# SOURCE TEXT
»»
Napoleon was distressed to hear of his father’s death and worried that his mother, a widow with eight children, would find it hard to get by in her straitened circumstances. When someone offered to lend him money, he declined the offer with the words, ‘My mother has too many expenses already, I must not add to them.’
He was as proud and as priggish as ever, just as intolerant of criticism and of what he took to be slights to his amour propre, furious when he was made to feel foolish – as, for instance, when, never having seen ice before, he demanded to know who was putting glass in his water jug.
Stories were told of his throwing his musket at the head of a senior cadet who, having noticed a mistake in Napoleon’s drill, had rapped him over the knuckles, and of his rejecting the overtures of a former friend, Pierre François Laugier, son of a baron, whom he had criticized for associating with young men of homosexual tendencies. ‘Your new friends are corrupting you,’ he told Laugier. ‘So make a choice between them and me.’ Later he said, ‘You have scorned my advice, and you have renounced my friendship. Never speak to me again.’ Laugier’s response was to creep up behind him and push him over, upon which Napoleon ran after him and, grabbing him by the collar, threw him to the floor on which he hit his head against a stove.
‘I was insulted,’ Napoleon told the captain on duty who came up to admonish him. ‘I took my revenge. There is nothing more to be said.’ He then strode off in a manner which by then had become characteristic, his arms folded, his head bent forwards, taking long steps.
The sexual proclivities of Laugier induced Napoleon to write a paper to be sent to the Minister of War on the subject of the education of the young men of Sparta which, he thought, should be applied in the École Militaire and other French academies. He sent a draft to the headmaster of the school at Brienne who, having read it, advised him not to pursue the matter further.
««
# Dataset lines about object locations
»»
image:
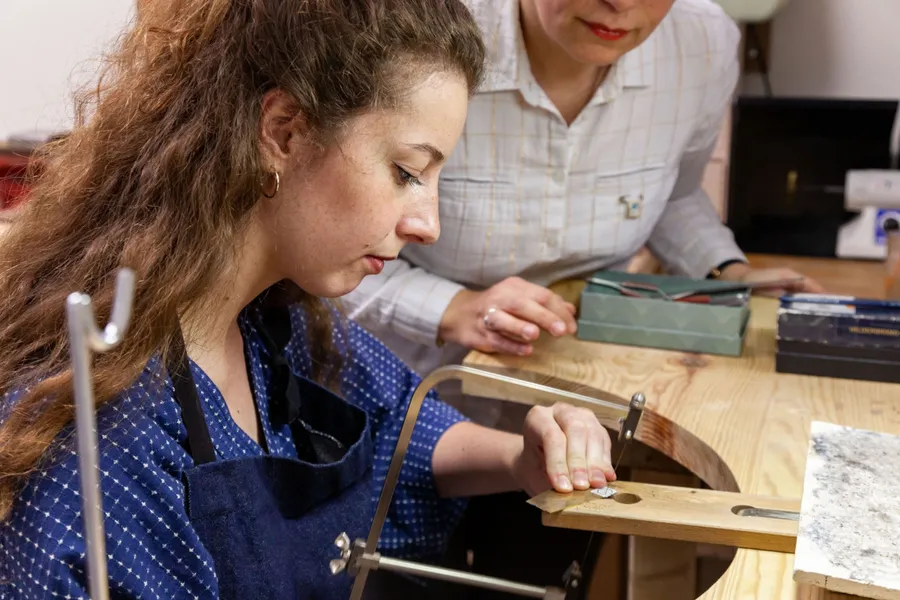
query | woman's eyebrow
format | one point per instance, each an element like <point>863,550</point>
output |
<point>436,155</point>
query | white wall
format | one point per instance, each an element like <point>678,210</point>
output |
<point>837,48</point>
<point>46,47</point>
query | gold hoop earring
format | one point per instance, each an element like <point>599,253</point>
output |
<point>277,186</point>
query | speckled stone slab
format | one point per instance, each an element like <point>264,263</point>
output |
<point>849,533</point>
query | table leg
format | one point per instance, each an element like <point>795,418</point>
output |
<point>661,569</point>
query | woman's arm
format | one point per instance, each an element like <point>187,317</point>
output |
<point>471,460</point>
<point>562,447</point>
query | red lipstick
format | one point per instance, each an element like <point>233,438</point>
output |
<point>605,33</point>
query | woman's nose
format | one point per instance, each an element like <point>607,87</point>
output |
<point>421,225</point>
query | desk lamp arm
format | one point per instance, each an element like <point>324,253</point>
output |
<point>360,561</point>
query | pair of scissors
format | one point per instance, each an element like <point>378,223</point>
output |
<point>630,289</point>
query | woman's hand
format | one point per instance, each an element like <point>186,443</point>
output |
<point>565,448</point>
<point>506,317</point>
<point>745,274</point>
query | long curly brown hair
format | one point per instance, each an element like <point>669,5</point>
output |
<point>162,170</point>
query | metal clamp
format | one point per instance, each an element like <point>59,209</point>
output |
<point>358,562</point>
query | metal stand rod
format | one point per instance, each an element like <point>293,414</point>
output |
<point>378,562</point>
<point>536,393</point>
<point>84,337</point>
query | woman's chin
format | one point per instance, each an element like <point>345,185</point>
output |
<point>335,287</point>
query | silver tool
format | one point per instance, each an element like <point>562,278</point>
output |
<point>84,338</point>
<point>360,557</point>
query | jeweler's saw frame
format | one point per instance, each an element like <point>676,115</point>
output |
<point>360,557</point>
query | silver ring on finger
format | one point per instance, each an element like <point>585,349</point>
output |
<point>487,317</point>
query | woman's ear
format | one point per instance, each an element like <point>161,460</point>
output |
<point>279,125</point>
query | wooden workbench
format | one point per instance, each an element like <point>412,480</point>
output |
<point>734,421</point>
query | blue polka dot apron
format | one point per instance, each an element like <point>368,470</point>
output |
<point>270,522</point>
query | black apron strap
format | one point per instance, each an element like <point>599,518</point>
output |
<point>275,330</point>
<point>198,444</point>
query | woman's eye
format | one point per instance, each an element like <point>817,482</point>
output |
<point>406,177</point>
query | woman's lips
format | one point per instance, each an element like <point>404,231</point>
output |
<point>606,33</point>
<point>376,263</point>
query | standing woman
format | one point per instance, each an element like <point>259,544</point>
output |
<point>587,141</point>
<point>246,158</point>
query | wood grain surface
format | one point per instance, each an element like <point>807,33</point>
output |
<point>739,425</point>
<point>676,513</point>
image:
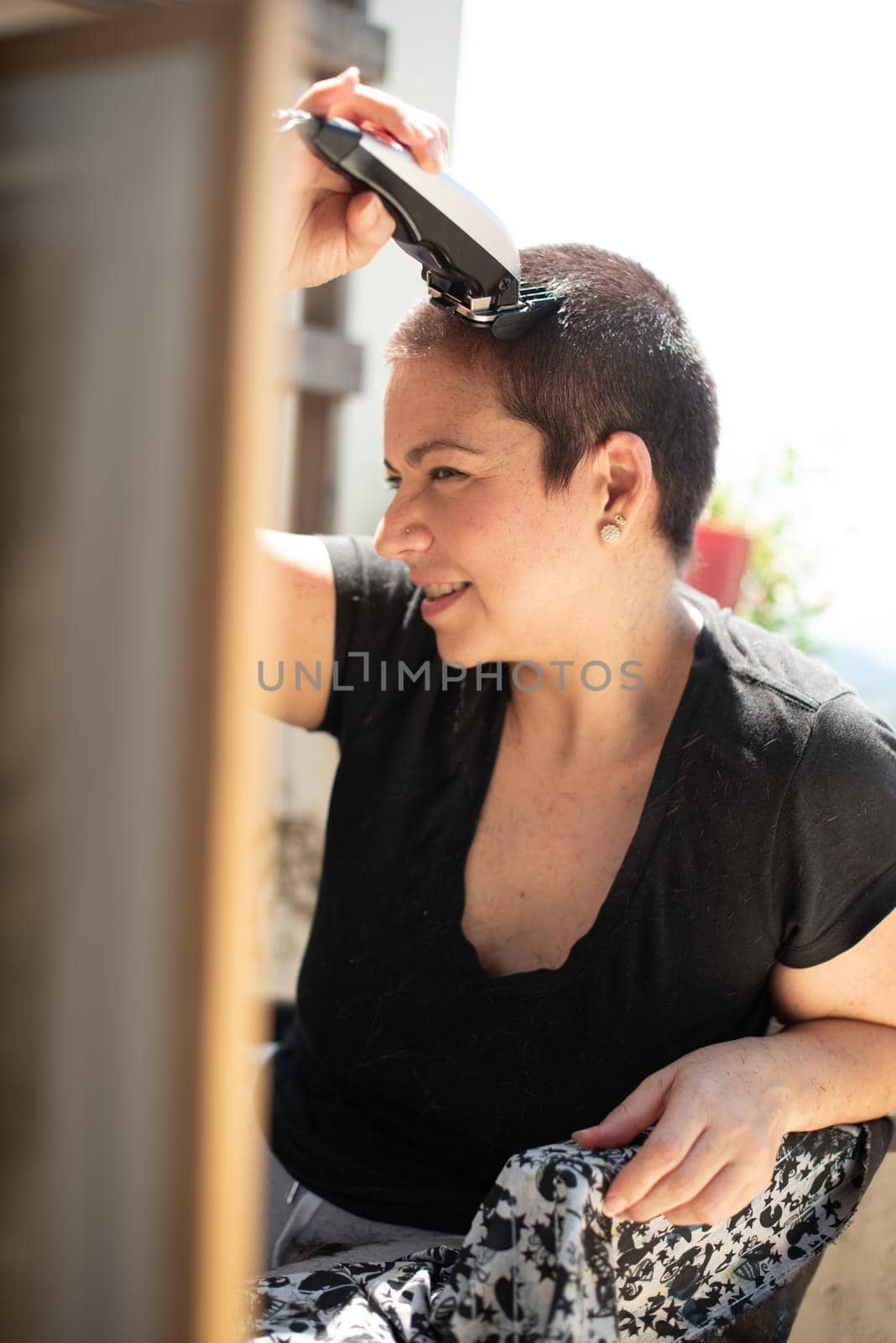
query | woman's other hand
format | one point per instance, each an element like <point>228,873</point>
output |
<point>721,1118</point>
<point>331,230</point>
««
»»
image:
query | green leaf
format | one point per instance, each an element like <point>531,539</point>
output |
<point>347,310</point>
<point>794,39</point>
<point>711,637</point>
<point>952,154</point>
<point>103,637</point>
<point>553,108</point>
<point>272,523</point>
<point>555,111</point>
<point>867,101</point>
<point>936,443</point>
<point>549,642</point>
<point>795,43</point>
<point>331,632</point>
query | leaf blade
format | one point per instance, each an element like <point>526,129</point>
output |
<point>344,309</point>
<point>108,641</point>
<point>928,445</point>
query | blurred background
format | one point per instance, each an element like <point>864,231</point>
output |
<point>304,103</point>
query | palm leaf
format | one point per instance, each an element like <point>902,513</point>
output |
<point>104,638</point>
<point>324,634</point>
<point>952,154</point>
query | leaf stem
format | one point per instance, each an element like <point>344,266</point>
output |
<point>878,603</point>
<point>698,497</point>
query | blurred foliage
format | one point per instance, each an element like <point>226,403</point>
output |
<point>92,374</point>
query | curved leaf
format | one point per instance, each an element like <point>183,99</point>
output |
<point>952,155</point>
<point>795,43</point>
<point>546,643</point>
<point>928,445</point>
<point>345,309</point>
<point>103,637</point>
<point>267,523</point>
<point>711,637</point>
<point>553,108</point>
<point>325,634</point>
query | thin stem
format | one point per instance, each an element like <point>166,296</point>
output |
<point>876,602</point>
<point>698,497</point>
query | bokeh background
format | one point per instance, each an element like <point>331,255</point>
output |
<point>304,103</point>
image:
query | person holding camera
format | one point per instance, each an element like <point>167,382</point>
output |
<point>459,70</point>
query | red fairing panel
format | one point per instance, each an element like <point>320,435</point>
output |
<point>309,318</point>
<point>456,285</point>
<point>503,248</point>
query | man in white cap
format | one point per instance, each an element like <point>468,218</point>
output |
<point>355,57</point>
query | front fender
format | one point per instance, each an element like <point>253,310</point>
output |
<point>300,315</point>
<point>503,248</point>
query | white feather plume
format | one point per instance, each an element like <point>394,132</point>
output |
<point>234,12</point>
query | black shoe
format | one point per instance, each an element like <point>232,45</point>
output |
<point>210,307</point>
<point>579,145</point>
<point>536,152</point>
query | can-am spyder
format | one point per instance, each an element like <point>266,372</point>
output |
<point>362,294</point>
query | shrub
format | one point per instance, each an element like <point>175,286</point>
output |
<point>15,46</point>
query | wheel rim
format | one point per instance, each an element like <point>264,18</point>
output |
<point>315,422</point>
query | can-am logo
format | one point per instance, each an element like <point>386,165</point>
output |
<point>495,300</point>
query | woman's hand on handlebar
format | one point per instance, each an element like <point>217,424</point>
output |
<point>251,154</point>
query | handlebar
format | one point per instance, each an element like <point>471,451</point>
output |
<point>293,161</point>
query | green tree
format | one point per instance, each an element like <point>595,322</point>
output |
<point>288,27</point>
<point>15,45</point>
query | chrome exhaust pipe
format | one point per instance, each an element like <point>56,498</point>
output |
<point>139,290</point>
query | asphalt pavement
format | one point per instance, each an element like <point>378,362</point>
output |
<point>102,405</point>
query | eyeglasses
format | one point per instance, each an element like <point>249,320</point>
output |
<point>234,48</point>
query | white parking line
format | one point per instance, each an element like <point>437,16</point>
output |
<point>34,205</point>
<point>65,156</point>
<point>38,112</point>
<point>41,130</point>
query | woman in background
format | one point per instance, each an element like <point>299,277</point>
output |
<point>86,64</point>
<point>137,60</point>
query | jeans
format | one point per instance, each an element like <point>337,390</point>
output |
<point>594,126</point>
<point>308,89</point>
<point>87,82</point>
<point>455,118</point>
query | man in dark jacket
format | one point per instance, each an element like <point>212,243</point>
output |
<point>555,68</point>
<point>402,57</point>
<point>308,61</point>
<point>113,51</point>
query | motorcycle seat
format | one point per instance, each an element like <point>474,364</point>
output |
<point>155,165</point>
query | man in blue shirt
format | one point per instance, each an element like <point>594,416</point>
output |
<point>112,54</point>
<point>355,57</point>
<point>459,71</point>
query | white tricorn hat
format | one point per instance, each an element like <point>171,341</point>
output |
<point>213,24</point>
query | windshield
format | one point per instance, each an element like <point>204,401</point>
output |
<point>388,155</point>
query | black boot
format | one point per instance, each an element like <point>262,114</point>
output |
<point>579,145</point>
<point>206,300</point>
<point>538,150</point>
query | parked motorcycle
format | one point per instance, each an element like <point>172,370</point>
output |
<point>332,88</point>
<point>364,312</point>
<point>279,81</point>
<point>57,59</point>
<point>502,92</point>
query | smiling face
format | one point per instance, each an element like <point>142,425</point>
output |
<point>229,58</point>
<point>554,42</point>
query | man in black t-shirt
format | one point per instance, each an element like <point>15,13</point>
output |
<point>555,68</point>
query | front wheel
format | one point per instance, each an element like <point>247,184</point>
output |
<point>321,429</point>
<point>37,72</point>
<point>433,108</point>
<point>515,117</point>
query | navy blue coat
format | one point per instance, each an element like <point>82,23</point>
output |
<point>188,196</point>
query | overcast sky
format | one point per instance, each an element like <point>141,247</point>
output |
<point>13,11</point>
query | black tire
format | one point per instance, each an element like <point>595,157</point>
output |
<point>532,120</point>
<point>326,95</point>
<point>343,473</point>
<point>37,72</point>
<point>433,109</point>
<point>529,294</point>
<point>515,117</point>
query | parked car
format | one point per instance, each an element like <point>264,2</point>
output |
««
# EXERCISE SET
• 1. Answer these questions from the Napoleon passage:
(a) How many children did Napoleon's mother have when she was widowed?
(b) What did Napoleon think someone was putting in his water jug?
(c) To whom did Napoleon send a draft of his paper on the education of the young men of Sparta?
• 2. Output everything in the Napoleon passage from "The sexual proclivities" down to "the matter further.", copying it exactly.
Leave these lines aside, since they have nothing to do with what you are asked here.

# EXERCISE RESPONSES
• 1.
(a) Eight.
(b) Glass.
(c) The headmaster of the school at Brienne.

• 2.
The sexual proclivities of Laugier induced Napoleon to write a paper to be sent to the Minister of War on the subject of the education of the young men of Sparta which, he thought, should be applied in the École Militaire and other French academies. He sent a draft to the headmaster of the school at Brienne who, having read it, advised him not to pursue the matter further.